Reproduce every line below exactly as written; do not include the images.
[SUPPLIED MATERIAL — start]
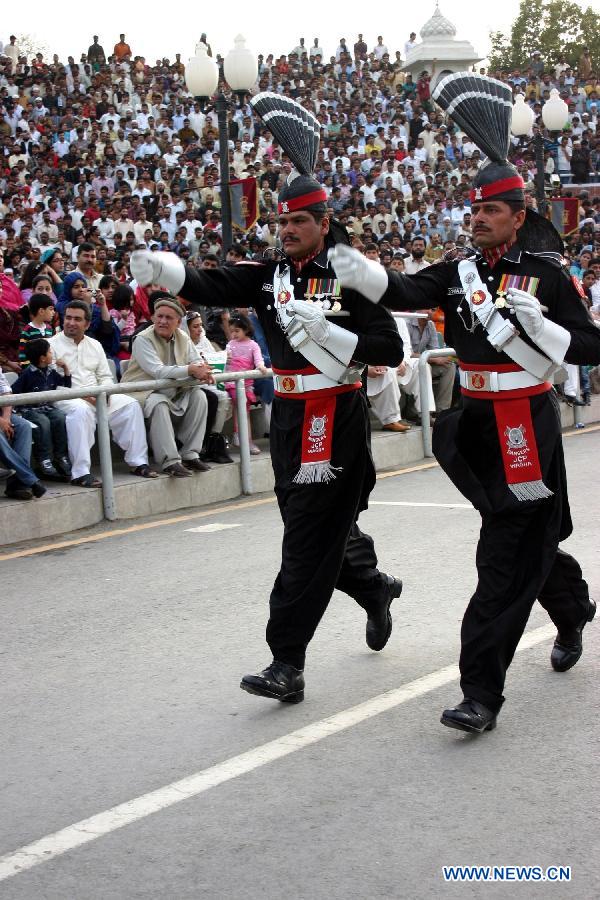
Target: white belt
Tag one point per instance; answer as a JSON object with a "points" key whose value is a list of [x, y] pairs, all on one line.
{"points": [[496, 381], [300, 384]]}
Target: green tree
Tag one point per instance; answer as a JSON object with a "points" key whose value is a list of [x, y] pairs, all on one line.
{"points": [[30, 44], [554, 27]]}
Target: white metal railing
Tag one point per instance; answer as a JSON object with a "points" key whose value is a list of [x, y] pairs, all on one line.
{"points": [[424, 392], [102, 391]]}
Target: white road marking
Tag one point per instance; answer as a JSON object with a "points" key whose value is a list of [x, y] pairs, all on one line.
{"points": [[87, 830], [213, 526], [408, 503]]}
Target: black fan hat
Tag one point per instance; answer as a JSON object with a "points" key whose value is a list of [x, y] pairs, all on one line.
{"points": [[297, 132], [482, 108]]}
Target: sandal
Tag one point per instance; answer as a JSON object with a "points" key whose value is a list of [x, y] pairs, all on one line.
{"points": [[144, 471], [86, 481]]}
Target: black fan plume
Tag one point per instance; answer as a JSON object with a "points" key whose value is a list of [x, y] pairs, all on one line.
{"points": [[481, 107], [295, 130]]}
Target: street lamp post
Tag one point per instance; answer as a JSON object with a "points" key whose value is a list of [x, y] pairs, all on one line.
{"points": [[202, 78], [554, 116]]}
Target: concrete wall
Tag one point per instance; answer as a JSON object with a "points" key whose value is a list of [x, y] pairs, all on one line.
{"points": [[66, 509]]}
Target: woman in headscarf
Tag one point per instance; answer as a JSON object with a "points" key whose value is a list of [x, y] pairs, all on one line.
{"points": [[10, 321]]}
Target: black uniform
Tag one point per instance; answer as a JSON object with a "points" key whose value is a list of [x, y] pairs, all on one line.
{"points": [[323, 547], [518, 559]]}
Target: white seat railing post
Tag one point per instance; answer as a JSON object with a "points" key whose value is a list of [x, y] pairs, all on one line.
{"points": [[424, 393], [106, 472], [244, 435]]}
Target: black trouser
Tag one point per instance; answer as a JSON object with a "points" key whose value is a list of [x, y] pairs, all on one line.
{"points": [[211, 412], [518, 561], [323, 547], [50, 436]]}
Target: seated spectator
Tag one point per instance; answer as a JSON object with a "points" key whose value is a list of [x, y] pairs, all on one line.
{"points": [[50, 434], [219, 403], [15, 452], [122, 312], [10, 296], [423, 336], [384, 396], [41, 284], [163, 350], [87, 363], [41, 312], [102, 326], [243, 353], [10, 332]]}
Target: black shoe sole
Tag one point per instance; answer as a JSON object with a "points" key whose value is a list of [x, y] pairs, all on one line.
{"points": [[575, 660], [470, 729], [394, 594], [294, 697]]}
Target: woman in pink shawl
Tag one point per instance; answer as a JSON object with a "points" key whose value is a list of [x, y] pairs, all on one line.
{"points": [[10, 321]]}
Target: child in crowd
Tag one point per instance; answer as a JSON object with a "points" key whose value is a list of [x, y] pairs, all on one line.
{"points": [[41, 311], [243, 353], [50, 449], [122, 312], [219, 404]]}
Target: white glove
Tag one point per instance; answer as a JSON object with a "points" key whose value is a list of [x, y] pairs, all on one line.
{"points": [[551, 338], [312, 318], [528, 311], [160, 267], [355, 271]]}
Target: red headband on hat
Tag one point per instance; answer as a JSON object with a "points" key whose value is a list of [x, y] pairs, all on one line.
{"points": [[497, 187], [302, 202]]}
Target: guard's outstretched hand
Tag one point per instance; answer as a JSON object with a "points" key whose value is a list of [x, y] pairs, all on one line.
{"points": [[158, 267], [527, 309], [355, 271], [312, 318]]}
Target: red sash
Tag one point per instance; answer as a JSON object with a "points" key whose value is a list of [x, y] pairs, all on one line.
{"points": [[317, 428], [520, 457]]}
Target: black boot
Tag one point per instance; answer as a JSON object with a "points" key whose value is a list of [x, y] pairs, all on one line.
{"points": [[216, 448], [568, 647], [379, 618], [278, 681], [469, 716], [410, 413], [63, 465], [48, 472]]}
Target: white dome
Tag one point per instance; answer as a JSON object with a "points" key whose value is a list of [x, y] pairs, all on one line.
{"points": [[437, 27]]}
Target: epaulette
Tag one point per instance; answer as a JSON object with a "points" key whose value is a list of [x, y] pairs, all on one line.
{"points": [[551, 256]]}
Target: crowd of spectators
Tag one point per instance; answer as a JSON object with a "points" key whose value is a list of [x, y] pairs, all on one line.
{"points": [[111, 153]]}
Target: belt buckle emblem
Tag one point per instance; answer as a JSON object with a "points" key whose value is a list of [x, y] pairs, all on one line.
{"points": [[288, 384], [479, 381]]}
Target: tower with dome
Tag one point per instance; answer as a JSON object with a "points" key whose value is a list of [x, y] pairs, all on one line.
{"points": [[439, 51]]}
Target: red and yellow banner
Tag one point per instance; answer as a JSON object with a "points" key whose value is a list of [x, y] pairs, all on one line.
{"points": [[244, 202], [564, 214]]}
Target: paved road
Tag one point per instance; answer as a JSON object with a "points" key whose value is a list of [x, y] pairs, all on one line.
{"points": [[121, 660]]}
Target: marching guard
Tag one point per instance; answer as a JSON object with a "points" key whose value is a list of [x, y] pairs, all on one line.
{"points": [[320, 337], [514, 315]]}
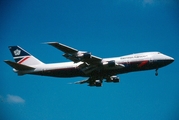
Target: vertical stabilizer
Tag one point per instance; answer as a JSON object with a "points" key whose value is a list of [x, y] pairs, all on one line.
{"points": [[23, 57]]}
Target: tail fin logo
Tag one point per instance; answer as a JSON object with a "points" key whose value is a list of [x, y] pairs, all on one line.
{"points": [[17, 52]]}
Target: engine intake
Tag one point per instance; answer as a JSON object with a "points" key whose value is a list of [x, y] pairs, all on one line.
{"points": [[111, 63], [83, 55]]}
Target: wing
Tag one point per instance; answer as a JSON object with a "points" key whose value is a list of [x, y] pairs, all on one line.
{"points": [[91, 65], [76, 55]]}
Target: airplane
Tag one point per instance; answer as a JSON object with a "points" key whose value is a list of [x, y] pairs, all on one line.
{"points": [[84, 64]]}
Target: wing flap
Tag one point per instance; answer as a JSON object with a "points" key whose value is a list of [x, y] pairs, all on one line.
[SUPPLIED MATERIAL — finish]
**REPLY**
Target: white belt
Tag one point per instance; answer as a JSON object with a "points" key whose value is a list of [x, y] pairs, all on one line.
{"points": [[496, 381], [300, 384]]}
Target: green tree
Tag one point per instance; answer as a JSON object with a "points" key whose value is a list of [x, y] pairs, all on one line.
{"points": [[30, 44], [554, 27]]}
Target: white metal railing
Tag one point per instance; answer as a JSON object with a "points" key whose value is a list of [x, y] pairs, all on one line.
{"points": [[424, 392], [102, 391]]}
Target: white road marking
Tag one point per instance; answer as a JSON object with a "points" key whose value is a list of [x, y] pairs, all on one line.
{"points": [[87, 830], [213, 526], [408, 503]]}
Target: black fan hat
Tag one point per instance; answer as a JSON object with a "points" key whose value is a list of [x, y] pairs, all on one line.
{"points": [[297, 132], [482, 108]]}
Target: sandal
Tag one point per instance; answer as a JSON object with a "points" key whose value is a list of [x, y] pairs, all on one line.
{"points": [[144, 471], [86, 481]]}
Target: black fan plume
Tag one point per instance; answer as a JSON object with a "points" key whose value is a list of [x, y] pairs, all on one line.
{"points": [[481, 107], [295, 130]]}
Target: street lamp post
Tag one point per instance; answer as a JSON object with a "points" key whose value is a list of [x, y] pairs, all on one line.
{"points": [[202, 78], [554, 116]]}
Target: concrete wall
Tag one point per instance; answer as a JSON object with a "points" key whose value is a list of [x, y] pairs, all on one line.
{"points": [[66, 509]]}
Target: woman in headscarf
Tag one point per instance; answer as a JSON object with a "points" key whose value is a list of [x, y] pairs, all on one line.
{"points": [[10, 321]]}
Target: black uniform
Tag one point per instance; answer as a JSON object with a "points" key whose value is a list of [x, y] pairs, all on one line.
{"points": [[323, 547], [518, 559]]}
Target: white seat railing post
Tag one point per instance; answer as a JSON object with a "points" key whose value is a list of [x, y] pairs, all on one line.
{"points": [[424, 393], [106, 472], [244, 435]]}
Target: black trouser
Tag one point per instance; answer as a JSON object with a "points" key whose value is a list of [x, y] pairs, all on one line.
{"points": [[211, 412], [518, 561], [323, 547], [50, 436]]}
Target: seated spectator
Tag one point per instance; answer as a JSON object with a "points" key whose value is a list of [x, y] pairs, all on one line.
{"points": [[50, 434], [219, 403], [15, 452], [122, 312], [10, 296], [423, 336], [384, 396], [41, 284], [163, 350], [87, 363], [41, 312], [102, 326], [243, 353], [10, 332]]}
Target: black shoe sole
Tag one point per instance; answer as a JSON object with a "points" key whose value is a list of [x, y] pairs, all on one line.
{"points": [[575, 660], [470, 729], [394, 594], [294, 697]]}
Target: woman in pink shawl
Tag one point per instance; answer as a JSON object with a "points" key whose value is a list of [x, y] pairs, all on one line.
{"points": [[10, 321]]}
Target: child in crowd
Tag one point per instance; answer as a JSON object with a "points" key whose value is a list of [x, y] pairs, all on one line.
{"points": [[41, 311], [243, 353], [50, 449], [122, 312], [219, 404]]}
Target: white glove
Tag one point per instance; answer as a JSON object with a "points" key whose value is a list of [x, y] pairs, all on one line.
{"points": [[551, 338], [312, 318], [528, 311], [160, 267], [355, 271]]}
Target: red headband on hat
Tag one point per instance; answer as a JSON object with a "points" key whose value is a list of [x, y] pairs, all on one line.
{"points": [[497, 187], [302, 202]]}
Target: guard's outstretched hand
Tag one point per instance; answer as a JSON object with a "points" key whose value is a list of [x, y] pairs, all on one line.
{"points": [[158, 267], [527, 309], [355, 271], [312, 318]]}
Target: red sash
Tag one point per instance; answer as a JSON object with a "points" key whose value is a list of [x, y] pairs, all on one line.
{"points": [[317, 428], [520, 457]]}
Target: black boot
Tag one point per instance; answer as a JSON object with a "points" key whose value is a list of [x, y] pairs, all on one line.
{"points": [[216, 448], [568, 647], [379, 618], [278, 681], [469, 716], [410, 413], [63, 465], [48, 472]]}
Target: white dome
Tag one point per instance; answer as a JSON object with a "points" key whose value is a list of [x, y] pairs, all on one line.
{"points": [[437, 27]]}
Target: epaulette
Tag one point per instance; answer as a JSON object with a "points" key whose value is a list of [x, y] pairs, all on one line.
{"points": [[551, 256]]}
Target: crowd of spectators
Tag one point per instance; answer as a JSON object with a "points" key whose value is a list of [x, y] pairs, all on one line.
{"points": [[111, 153]]}
Target: belt buckle emblem
Tag one point per instance; answer as a JSON object with a "points" key whose value is a list of [x, y] pairs, all on one line.
{"points": [[288, 384], [479, 381]]}
Target: tower with dome
Tag one point per instance; answer as a JSON object with a "points" key whose value is a list of [x, y] pairs, all on one line.
{"points": [[439, 51]]}
Target: red and yellow banner
Tag one point per instance; answer as a JSON object with a "points" key whose value is a list of [x, y] pairs, all on one line.
{"points": [[244, 202], [564, 214]]}
Target: paved road
Tag one point per instance; answer as a JSON object with a "points" key whose value is a list of [x, y] pairs, all on one line.
{"points": [[121, 660]]}
Target: marching guard
Tag one point per instance; answer as a JSON object with a "points" key whose value is a list of [x, y] pairs, all on one line.
{"points": [[320, 337], [514, 315]]}
Target: vertical stabilizer
Tag one point per instance; answer as a JSON object with a "points" key whose value is a list of [x, y] pairs, all on one line.
{"points": [[23, 57]]}
Target: tail fin logo
Tag one point per instance; answer as a JSON object with a "points" key whose value is a list of [x, y] pairs, all on one line.
{"points": [[17, 52]]}
Target: engine intake
Tag one point per instance; answer as a JSON object with a "points" key whose value is a list of [x, y] pairs, all on one line.
{"points": [[111, 63], [83, 55]]}
Target: wing
Tag one point per instance; answer as a JSON object with a "points" key whose value is a list of [x, y] pairs, all on one line.
{"points": [[91, 65], [76, 55]]}
Target: airplane
Tag one point per instance; answer as a JSON object with a "points" key whose value is a list of [x, y] pairs, all on one line.
{"points": [[84, 64]]}
Target: wing flap
Tag one point per instance; answer as a JSON object with a "points" key whose value is a list of [x, y] pairs, all on one line.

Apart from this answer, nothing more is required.